Omega-conotoxin inhibits the acute activation of tyrosine hydroxylase and the stimulation of norepinephrine release by potassium depolarization of sympathetic nerve endings.

Increased Ca2+ influx serves as a signal that initiates multiple biochemical and physiological events in neurons following depolarization. The most widely studied of these phenomena is the release of neurotransmitters. In sympathetic neurons, depolarization also increases the rate of synthesis of the transmitter norepinephrine (NE), via an activation of the enzyme tyrosine hydroxylase (TH), and this effect also seems to involve Ca2+ entry. We have examined whether the mechanism of Ca2+ entry relevant to TH activation is via voltage-sensitive Ca2+ channels and, if so, whether the type of Ca2+ channel involved is the same as that involved in the stimulation of NE release. We have investigated the isolated rat iris, allowing us to examine transmitter biosynthesis and release in sympathetic nerve terminals in the absence of sympathetic cell bodies and dendrites. Potassium depolarization produced a three- to fivefold increase in TH activity and an approximately 100-fold increase in NE release. Both effects were dependent on Ca2+ being present in the extracellular medium, and both were inhibited by omega-conotoxin (1 microM), which inhibits N-type voltage-sensitive Ca2+ channels. In contrast, the dihydropyridine nimodipine (1-3 microM), which blocks L-type Ca2+ channels, had no effect on either measure. These data support the hypothesis that increases in NE biosynthesis and release in sympathetic nerve terminals during periods of depolarization are both initiated by an influx of Ca2+ through voltage-sensitive Ca2+ channels and that a similar type of Ca2+ channel is involved in both processes.

········

**Your tasks:**
A. Copy the omega-conotoxin abstract starting with "Omega-conotoxin inhibits the" and going on through "sympathetic nerve endings.", and substitute "sympathetic nerve terminals" for "sympathetic nerve endings".
B. According to the omega-conotoxin abstract, why did the researchers study the isolated rat iris?

**Stored data:**
········

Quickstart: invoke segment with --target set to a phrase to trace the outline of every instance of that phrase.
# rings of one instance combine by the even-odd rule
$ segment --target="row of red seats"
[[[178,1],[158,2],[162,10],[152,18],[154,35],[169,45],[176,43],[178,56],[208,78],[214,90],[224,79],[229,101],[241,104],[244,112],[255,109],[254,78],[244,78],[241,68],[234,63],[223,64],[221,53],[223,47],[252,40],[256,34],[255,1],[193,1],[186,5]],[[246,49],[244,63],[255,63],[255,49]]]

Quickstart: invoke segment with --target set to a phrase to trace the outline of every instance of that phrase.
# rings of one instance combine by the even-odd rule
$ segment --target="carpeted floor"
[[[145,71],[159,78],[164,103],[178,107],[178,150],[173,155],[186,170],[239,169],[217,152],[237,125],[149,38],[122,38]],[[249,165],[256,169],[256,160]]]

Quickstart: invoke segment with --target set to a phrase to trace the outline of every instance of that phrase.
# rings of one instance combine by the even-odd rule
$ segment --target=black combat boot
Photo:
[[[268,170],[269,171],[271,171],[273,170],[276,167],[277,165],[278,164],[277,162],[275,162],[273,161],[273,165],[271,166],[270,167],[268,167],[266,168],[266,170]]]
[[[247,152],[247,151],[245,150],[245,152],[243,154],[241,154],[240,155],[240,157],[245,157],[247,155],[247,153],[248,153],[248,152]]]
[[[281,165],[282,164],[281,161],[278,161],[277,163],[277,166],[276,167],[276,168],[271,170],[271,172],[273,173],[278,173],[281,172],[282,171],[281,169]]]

········

**Numbered responses:**
A.
Omega-conotoxin inhibits the acute activation of tyrosine hydroxylase and the stimulation of norepinephrine release by potassium depolarization of sympathetic nerve terminals.

B. The isolated rat iris let them examine transmitter biosynthesis and release in sympathetic nerve terminals without sympathetic cell bodies and dendrites being present.